### Text for analysis
9/17: ending the day
...by reading more of The Priory in bed. It was a day of weirdness that had me keyed up, but the novel helped me unwind.
9/16: feeling better
...today, though with some lingering wooziness. I managed to catch up on a few things (grading homework assignments, doing some Heron Tree stuff, sweeping the floors), read an older New York Times Book Review that I had never gotten to, get farther in my Dorothy Whipple novel, talk to a friend, and watch some TV with Chris. All of that was good.
9/15: starting to read
...another novel by Dorothy Whipple (The Priory this time), and the first page was so good. I feel like I'm in the hands of an expert guide.
9/13: two of us
I stopped at the pier on my way home from work this afternoon, and while I was there taking pictures another woman stopped. Before she left she told me she felt like she just had to stop and photograph the water and clouds, and she seemed glad that I felt the same urge too.
9/12: early
I thought I'd be handing in my five-year evaluation dossier around 4, but I had it ready to submit by 1:30, and I was glad to get it out of my hands that much sooner.
9/11: being grateful
...for the nice vegetarian selections at the school cafeteria, for the wonderful people who work in dining services, and for the getting a "disco tray" (a gold glittery tray that's supposed to be good luck when it happens to come your way) for the fourth time this semester already.

### Exercise 1
In the journal, what is a "disco tray"?
### Exercise 2
Using the journal, explain why the writer was glad when handing in the five-year evaluation dossier.
### Exercise 3
Reproduce the part of the journal from "9/17: ending the" up to and including "an expert guide.".
You won't need the material that comes next.

### Data section
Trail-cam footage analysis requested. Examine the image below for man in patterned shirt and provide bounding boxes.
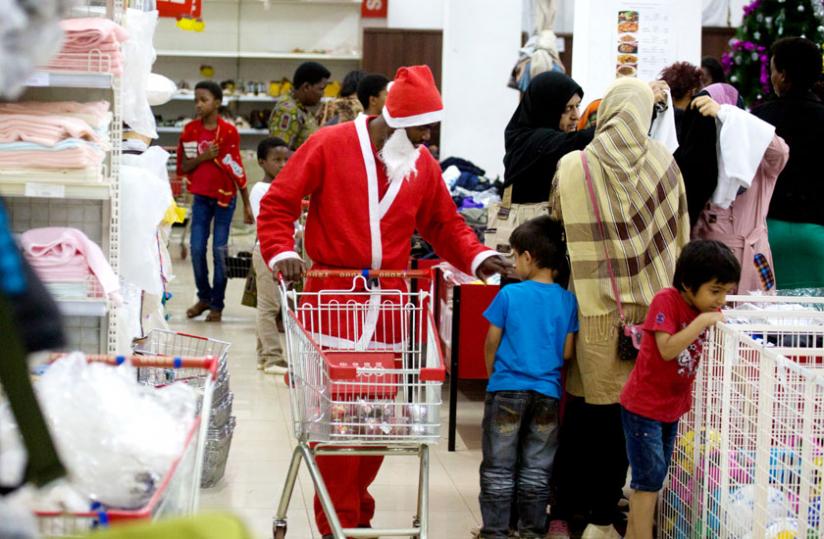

### Task response 1
It's a gold glittery tray that's supposed to be good luck when it happens to come your way.

### Task response 2
The writer expected to hand in the dossier around 4 but had it ready to submit by 1:30. Getting it out of their hands that much sooner is what made them glad.

### Task response 3
9/17: ending the day
...by reading more of The Priory in bed. It was a day of weirdness that had me keyed up, but the novel helped me unwind.
9/16: feeling better
...today, though with some lingering wooziness. I managed to catch up on a few things (grading homework assignments, doing some Heron Tree stuff, sweeping the floors), read an older New York Times Book Review that I had never gotten to, get farther in my Dorothy Whipple novel, talk to a friend, and watch some TV with Chris. All of that was good.
9/15: starting to read
...another novel by Dorothy Whipple (The Priory this time), and the first page was so good. I feel like I'm in the hands of an expert guide.